__TEXT TO READ__
Many are called and few are chosen/most people are just out for their own good. If a discussion does not contain elements of how we are to keep some of us from getting at the throats of the rest of us it must discuss the state of labor unionization: the all important checks and balances part of the discussion.

The discussion above says to me that Europe has got the union part mostly right (sector-wide bargaining) but some other things wrong -- and -- that America may have got many other things right but has still gotten the union thing mostly wrong.

Hayek’s criticism of central planning that “vital information about an economy is inherently local” and that central planners are too distant to be able to access that information in any nearly useful way can be flip-flopped on “dispersed planners” which is what we may fairly call the Hayeks and Milton Friedmans of the world.

Unfettered local economic actors (those countless hidden hands) are too far distant from the sight of the urgent central needs of society to leave the accomplishment of such goals to their shortsighted hands. Trusting the unfettered free market automatically to bring about the best overall (central?) social outcomes amounts magical thinking [*].

(Point placement records)

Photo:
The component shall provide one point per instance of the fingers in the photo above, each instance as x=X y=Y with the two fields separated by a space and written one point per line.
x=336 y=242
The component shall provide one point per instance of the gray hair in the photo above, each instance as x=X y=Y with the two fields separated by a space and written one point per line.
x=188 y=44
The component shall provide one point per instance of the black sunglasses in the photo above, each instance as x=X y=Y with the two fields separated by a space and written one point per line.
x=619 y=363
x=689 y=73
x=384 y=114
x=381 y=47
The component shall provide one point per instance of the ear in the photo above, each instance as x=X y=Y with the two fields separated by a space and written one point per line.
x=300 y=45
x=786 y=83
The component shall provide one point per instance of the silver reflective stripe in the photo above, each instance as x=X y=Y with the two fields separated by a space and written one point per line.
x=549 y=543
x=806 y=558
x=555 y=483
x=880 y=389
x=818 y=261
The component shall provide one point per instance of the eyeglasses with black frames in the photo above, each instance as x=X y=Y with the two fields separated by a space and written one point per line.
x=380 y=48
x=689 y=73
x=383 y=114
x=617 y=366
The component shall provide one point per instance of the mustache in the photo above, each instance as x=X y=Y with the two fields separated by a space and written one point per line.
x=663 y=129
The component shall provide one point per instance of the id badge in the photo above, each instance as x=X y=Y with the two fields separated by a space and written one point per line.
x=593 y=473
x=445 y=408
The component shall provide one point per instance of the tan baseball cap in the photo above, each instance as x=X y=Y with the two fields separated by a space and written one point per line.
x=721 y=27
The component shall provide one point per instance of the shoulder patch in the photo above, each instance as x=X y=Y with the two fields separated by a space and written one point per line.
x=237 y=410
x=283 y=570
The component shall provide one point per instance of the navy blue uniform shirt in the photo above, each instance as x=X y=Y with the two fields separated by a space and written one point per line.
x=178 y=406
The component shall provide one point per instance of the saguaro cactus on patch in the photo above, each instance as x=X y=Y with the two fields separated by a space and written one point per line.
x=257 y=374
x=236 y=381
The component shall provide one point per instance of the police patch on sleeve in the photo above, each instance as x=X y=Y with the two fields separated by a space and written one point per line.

__REQUIRED TASK A__
According to the passage on unions and Hayek, why can Hayek's criticism of central planning be turned against "dispersed planners"? Answer in one to three sentences.
__REQUIRED TASK B__
Reproduce the part of the records that opens with the line containing "of the mustache" and closes with the line containing "x=236 y=381", keeping the requests. Multiply every coordinate in the answers by 1.9 and round to whole numbers, with halves rounded up.
The text and the records have no connection to each other.

__TASK ANSWER A__
Hayek argued that central planners are too distant from vital local information to use it well. The passage reverses this point: unfettered local economic actors are too distant from the urgent central needs of society to be trusted with achieving those goals.

__TASK ANSWER B__
The component shall provide one point per instance of the mustache in the photo above, each instance as x=X y=Y with the two fields separated by a space and written one point per line.
x=1260 y=245
The component shall provide one point per instance of the id badge in the photo above, each instance as x=X y=Y with the two fields separated by a space and written one point per line.
x=1127 y=899
x=846 y=775
The component shall provide one point per instance of the tan baseball cap in the photo above, each instance as x=X y=Y with the two fields separated by a space and written one point per line.
x=1370 y=51
The component shall provide one point per instance of the shoulder patch in the photo above, each instance as x=X y=Y with the two fields separated by a space and written one point per line.
x=450 y=779
x=538 y=1083
The component shall provide one point per instance of the navy blue uniform shirt in the photo above, each instance as x=X y=Y with the two fields separated by a space and written one point per line.
x=338 y=771
The component shall provide one point per instance of the saguaro cactus on patch in the photo above, each instance as x=X y=Y with the two fields separated by a space and written one point per line.
x=488 y=711
x=448 y=724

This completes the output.